In the records below, find the line that contains "box: [269, 204, 276, 229]" and the line that contains "box: [258, 87, 308, 167]". Set down exactly those lines and every line between them, and nothing more.

=== Section Start ===

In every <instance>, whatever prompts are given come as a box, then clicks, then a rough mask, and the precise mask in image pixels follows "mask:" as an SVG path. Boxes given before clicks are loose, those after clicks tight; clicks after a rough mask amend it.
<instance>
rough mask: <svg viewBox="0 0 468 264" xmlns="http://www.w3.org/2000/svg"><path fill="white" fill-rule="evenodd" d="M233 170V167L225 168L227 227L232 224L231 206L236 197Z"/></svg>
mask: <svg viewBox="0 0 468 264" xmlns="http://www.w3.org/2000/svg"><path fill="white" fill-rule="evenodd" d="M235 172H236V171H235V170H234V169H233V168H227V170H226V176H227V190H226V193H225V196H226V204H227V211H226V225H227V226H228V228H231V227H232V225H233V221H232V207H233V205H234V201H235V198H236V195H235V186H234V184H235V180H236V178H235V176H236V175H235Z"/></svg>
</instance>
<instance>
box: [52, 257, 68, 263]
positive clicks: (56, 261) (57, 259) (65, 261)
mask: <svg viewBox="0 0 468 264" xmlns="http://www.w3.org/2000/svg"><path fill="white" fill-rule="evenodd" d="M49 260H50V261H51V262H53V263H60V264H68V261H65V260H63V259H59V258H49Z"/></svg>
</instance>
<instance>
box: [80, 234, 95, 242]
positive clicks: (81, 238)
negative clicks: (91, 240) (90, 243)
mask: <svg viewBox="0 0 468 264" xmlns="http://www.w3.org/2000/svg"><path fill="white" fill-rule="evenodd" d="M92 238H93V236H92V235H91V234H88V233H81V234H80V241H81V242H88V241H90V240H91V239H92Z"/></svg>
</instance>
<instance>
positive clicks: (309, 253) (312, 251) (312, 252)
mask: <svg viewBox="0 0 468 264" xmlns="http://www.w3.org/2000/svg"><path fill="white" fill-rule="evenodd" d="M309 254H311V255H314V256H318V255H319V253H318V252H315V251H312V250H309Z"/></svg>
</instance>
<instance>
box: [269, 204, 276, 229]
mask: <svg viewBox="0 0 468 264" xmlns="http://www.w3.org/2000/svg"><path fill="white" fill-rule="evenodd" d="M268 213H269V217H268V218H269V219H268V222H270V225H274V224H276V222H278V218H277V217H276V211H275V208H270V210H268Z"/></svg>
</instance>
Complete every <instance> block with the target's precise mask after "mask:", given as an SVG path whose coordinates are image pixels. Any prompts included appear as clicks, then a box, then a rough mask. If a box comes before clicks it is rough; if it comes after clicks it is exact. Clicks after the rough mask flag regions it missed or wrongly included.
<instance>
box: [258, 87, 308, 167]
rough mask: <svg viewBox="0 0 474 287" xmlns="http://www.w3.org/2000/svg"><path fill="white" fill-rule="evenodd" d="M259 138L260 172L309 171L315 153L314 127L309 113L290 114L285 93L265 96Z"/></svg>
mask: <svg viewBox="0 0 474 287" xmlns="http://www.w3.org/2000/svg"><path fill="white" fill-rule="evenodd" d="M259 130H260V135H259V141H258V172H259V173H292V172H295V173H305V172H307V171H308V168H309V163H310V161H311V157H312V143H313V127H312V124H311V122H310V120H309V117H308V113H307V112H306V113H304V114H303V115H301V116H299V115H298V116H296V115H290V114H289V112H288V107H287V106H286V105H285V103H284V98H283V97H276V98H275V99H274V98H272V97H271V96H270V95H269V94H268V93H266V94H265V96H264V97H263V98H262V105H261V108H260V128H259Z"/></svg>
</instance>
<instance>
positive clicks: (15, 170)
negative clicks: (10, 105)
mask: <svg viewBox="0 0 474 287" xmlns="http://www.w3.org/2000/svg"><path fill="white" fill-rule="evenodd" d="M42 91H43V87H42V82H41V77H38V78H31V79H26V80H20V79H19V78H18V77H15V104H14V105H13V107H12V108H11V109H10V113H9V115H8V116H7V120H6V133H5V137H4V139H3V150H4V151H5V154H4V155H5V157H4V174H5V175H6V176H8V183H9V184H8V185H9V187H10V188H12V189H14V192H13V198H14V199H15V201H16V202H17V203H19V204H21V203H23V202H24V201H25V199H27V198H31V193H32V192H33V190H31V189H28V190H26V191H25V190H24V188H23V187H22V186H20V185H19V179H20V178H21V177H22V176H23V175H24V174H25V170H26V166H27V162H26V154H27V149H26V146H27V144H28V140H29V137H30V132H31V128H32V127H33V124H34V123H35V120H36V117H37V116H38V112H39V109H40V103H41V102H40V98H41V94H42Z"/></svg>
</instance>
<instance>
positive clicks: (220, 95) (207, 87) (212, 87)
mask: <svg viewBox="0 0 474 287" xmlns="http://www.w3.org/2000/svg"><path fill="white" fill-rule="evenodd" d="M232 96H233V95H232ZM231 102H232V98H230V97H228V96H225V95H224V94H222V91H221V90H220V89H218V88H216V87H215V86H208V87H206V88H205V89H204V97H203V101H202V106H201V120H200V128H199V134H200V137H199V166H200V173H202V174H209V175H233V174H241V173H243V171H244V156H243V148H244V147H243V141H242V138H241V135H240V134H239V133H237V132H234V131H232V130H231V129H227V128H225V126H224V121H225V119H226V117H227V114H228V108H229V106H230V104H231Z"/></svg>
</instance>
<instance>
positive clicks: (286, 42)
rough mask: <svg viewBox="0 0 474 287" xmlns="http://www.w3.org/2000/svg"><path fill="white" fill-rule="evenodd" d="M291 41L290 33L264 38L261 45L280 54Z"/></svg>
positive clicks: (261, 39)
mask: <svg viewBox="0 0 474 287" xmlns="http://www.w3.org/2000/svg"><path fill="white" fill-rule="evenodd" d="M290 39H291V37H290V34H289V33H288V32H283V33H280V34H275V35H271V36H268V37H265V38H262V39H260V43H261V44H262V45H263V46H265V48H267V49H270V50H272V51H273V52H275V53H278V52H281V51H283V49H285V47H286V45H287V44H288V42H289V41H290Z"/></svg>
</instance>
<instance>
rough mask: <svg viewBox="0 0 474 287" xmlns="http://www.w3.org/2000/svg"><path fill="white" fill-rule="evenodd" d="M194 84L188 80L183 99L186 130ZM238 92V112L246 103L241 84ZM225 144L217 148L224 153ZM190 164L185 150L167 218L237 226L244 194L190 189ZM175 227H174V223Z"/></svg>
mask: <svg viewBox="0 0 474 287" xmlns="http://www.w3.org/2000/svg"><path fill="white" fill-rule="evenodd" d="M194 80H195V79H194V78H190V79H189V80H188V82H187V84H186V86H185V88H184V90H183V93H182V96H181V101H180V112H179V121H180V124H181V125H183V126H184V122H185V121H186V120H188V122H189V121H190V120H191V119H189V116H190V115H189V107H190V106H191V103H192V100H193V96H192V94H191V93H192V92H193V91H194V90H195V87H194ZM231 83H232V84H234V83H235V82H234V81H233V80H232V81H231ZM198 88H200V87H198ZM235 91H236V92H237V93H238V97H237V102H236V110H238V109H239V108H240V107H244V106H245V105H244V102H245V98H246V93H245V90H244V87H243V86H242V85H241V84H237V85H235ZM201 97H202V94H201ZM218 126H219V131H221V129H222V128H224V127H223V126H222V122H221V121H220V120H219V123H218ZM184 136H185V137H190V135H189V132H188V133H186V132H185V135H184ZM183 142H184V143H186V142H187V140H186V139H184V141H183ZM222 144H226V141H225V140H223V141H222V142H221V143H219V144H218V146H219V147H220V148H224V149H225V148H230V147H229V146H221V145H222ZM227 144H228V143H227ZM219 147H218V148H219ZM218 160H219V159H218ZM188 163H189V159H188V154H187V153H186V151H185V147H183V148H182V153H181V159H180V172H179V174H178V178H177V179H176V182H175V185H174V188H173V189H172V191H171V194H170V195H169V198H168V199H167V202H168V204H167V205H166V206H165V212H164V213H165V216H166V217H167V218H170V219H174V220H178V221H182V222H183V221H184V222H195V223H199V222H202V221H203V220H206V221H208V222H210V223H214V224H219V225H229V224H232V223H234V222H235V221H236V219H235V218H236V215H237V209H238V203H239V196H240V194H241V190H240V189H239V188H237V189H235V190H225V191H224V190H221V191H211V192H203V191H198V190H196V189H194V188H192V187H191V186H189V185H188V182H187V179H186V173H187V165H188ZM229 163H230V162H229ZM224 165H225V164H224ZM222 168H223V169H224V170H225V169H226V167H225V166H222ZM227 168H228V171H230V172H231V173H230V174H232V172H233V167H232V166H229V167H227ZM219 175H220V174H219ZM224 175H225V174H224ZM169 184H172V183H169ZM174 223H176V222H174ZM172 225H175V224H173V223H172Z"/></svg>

=== Section End ===

### Written answer
box: [269, 204, 276, 229]
mask: <svg viewBox="0 0 468 264" xmlns="http://www.w3.org/2000/svg"><path fill="white" fill-rule="evenodd" d="M268 213H269V217H268V218H269V219H268V222H270V225H274V224H276V222H278V218H277V217H276V211H275V208H270V210H268Z"/></svg>
</instance>
Complete every <instance> block with the target's precise mask after "mask:", given as an SVG path whose coordinates are image pixels. Any prompts included appear as clicks, then a box, then a rough mask. If a box comes before clicks it is rough; if it comes after clicks it is exact. Clicks after the rough mask flag regions it missed or wrongly included.
<instance>
box: [258, 87, 308, 167]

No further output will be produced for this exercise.